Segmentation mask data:
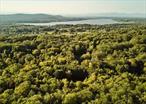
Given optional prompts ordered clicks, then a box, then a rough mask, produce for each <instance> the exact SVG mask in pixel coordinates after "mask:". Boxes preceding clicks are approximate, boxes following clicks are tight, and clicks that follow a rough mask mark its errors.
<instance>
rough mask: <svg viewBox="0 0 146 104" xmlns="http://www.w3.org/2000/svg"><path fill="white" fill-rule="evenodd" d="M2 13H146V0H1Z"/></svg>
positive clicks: (62, 13)
mask: <svg viewBox="0 0 146 104" xmlns="http://www.w3.org/2000/svg"><path fill="white" fill-rule="evenodd" d="M0 13H1V14H11V13H46V14H56V15H57V14H62V15H85V14H99V13H141V14H146V0H0Z"/></svg>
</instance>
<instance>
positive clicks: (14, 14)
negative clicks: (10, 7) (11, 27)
mask: <svg viewBox="0 0 146 104" xmlns="http://www.w3.org/2000/svg"><path fill="white" fill-rule="evenodd" d="M83 19H85V18H79V17H76V18H74V17H64V16H61V15H47V14H9V15H0V23H28V22H29V23H44V22H59V21H74V20H83Z"/></svg>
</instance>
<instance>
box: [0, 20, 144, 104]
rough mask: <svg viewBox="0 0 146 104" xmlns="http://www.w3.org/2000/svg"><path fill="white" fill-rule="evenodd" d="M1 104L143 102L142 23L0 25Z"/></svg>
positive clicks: (0, 86)
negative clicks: (39, 24) (46, 25)
mask: <svg viewBox="0 0 146 104" xmlns="http://www.w3.org/2000/svg"><path fill="white" fill-rule="evenodd" d="M0 104H146V25H145V24H138V23H133V24H109V25H88V24H83V25H55V26H31V25H1V26H0Z"/></svg>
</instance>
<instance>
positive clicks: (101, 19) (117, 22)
mask: <svg viewBox="0 0 146 104" xmlns="http://www.w3.org/2000/svg"><path fill="white" fill-rule="evenodd" d="M118 23H123V22H117V21H115V20H112V19H88V20H81V21H66V22H50V23H21V24H24V25H36V26H37V25H38V26H52V25H59V24H73V25H76V24H91V25H104V24H118Z"/></svg>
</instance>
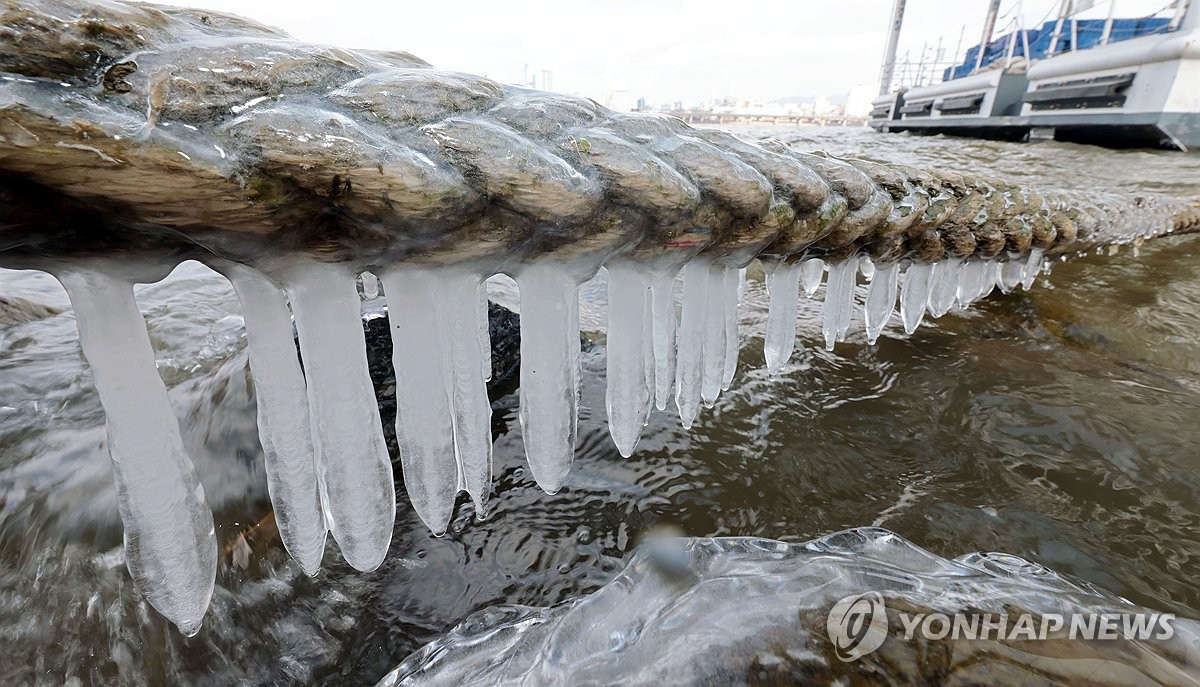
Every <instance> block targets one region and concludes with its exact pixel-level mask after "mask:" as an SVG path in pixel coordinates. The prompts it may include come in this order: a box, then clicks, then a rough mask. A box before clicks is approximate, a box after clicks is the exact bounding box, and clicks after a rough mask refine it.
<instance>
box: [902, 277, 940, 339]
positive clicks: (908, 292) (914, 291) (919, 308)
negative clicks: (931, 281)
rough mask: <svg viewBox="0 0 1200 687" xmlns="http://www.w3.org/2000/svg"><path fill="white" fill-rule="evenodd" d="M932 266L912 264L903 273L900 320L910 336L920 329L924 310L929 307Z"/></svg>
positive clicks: (924, 314) (923, 314) (905, 330)
mask: <svg viewBox="0 0 1200 687" xmlns="http://www.w3.org/2000/svg"><path fill="white" fill-rule="evenodd" d="M932 273H934V265H932V264H929V263H922V262H914V263H912V264H910V265H908V269H906V270H905V273H904V285H902V287H901V289H900V319H901V321H904V330H905V333H906V334H912V333H913V331H916V330H917V328H918V327H920V321H922V319H924V318H925V309H926V307H928V306H929V291H930V287H931V286H932V285H931V282H930V280H931V276H932Z"/></svg>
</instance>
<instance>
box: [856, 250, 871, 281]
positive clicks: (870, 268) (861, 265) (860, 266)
mask: <svg viewBox="0 0 1200 687" xmlns="http://www.w3.org/2000/svg"><path fill="white" fill-rule="evenodd" d="M858 270H859V271H862V273H863V279H865V280H866V281H871V280H872V279H875V262H874V261H871V258H870V257H868V256H863V257H860V258H858Z"/></svg>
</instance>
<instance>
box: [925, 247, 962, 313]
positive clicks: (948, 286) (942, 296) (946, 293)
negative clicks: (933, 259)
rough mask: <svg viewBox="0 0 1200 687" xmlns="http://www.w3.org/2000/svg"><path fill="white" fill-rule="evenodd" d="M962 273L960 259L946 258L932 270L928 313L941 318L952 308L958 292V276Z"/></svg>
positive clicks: (961, 260)
mask: <svg viewBox="0 0 1200 687" xmlns="http://www.w3.org/2000/svg"><path fill="white" fill-rule="evenodd" d="M961 271H962V258H956V257H952V258H947V259H943V261H941V262H940V263H937V265H936V267H935V268H934V277H932V285H931V287H930V292H929V313H930V315H932V316H934V317H941V316H943V315H946V313H947V312H949V311H950V307H954V300H955V298H956V297H958V292H959V274H960V273H961Z"/></svg>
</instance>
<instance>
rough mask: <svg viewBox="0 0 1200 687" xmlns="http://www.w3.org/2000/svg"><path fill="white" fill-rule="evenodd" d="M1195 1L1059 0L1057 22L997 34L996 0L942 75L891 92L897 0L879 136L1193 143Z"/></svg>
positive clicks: (1193, 108)
mask: <svg viewBox="0 0 1200 687" xmlns="http://www.w3.org/2000/svg"><path fill="white" fill-rule="evenodd" d="M1196 5H1200V0H1177V1H1176V2H1175V7H1174V8H1171V13H1170V16H1168V17H1159V16H1152V17H1142V18H1128V19H1122V18H1115V17H1114V16H1112V13H1111V12H1110V16H1109V18H1108V19H1079V18H1076V17H1075V14H1076V13H1079V12H1080V11H1082V8H1086V7H1090V6H1091V2H1086V1H1080V0H1063V1H1062V2H1061V5H1060V8H1058V16H1057V19H1052V20H1048V22H1045V23H1043V24H1042V25H1040V26H1037V28H1034V29H1025V28H1018V29H1015V30H1013V31H1010V32H1008V34H1006V35H1003V36H1001V37H998V38H992V31H994V28H995V23H996V17H997V14H998V11H1000V0H991V2H990V5H989V12H988V17H986V19H985V22H984V34H983V36H982V40H980V42H979V44H977V46H973V47H971V48H970V49H968V50H967V52H966V56H965V59H964V61H962V62H961V64H958V65H952V66H949V67H946V68H944V71H943V73H942V80H941V82H940V83H934V84H919V85H913V86H911V88H904V86H901V88H896V89H894V90H893V88H892V84H893V83H894V79H893V74H894V71H895V65H896V62H895V50H896V40H898V35H899V30H900V25H901V23H902V19H904V7H905V1H904V0H896V1H895V5H894V7H893V17H892V32H890V34H889V38H888V46H887V48H886V50H884V60H883V66H882V70H881V89H880V96H878V97H876V98H875V100H874V101H872V103H871V106H872V109H871V114H870V118H869V125H870V126H871V127H872V129H875V130H877V131H882V132H905V131H907V132H911V133H916V135H948V136H966V137H972V138H995V139H1006V141H1027V139H1030V138H1031V137H1037V138H1049V137H1052V138H1055V139H1057V141H1070V142H1076V143H1092V144H1099V145H1106V147H1112V148H1135V147H1150V148H1174V149H1177V150H1184V151H1188V150H1192V151H1195V150H1200V8H1198V7H1196Z"/></svg>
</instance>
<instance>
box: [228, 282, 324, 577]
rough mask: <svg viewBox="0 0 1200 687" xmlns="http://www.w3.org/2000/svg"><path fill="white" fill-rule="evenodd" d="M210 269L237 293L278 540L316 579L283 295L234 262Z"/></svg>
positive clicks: (298, 562) (303, 424)
mask: <svg viewBox="0 0 1200 687" xmlns="http://www.w3.org/2000/svg"><path fill="white" fill-rule="evenodd" d="M216 267H217V268H218V269H221V271H222V273H224V275H226V276H227V277H228V279H229V282H230V283H232V285H233V288H234V291H236V292H238V300H240V301H241V310H242V313H244V318H245V321H246V342H247V347H248V350H250V372H251V375H252V376H253V378H254V398H256V401H257V404H258V436H259V441H260V442H262V444H263V461H264V466H265V468H266V490H268V492H269V494H270V495H271V506H272V507H274V509H275V524H276V525H277V526H278V528H280V539H281V540H282V542H283V548H284V549H287V550H288V554H290V555H292V557H293V558H295V561H296V562H298V563H299V564H300V567H301V568H302V569H304V572H305V573H307V574H308V575H310V577H311V575H316V574H317V573H318V572H319V569H320V558H322V556H323V555H324V554H325V527H326V525H325V518H324V515H323V513H322V504H320V488H319V477H318V474H317V459H316V455H314V454H313V446H312V422H311V416H310V413H308V396H307V390H306V388H305V381H304V372H302V371H301V369H300V360H299V359H298V358H296V345H295V340H294V339H293V337H292V312H290V311H289V310H288V304H287V301H286V300H284V297H283V291H282V289H281V288H280V287H278V285H276V283H275V282H274V281H271V280H270V279H268V277H266V276H265V275H263V274H262V273H259V271H258V270H256V269H253V268H250V267H246V265H244V264H238V263H217V264H216Z"/></svg>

- WORK REQUIRED
Locate every line in the records above that contains the word "negative", and copy each of those lines in full.

- SOLUTION TO THE EXERCISE
negative clicks: (10, 7) (11, 27)
negative clicks: (39, 24) (46, 25)
negative clicks: (931, 281)
negative clicks: (933, 259)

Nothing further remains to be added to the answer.